Output the material below line for line, with no changes.

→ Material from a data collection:
══════════

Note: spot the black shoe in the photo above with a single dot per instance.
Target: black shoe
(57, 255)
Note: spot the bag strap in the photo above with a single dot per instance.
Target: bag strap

══════════

→ Answer to this problem:
Note: spot the black shoe in the photo above with a single dot per instance.
Target: black shoe
(57, 255)
Note: spot the bag strap in the photo above with a single dot per instance.
Target: bag strap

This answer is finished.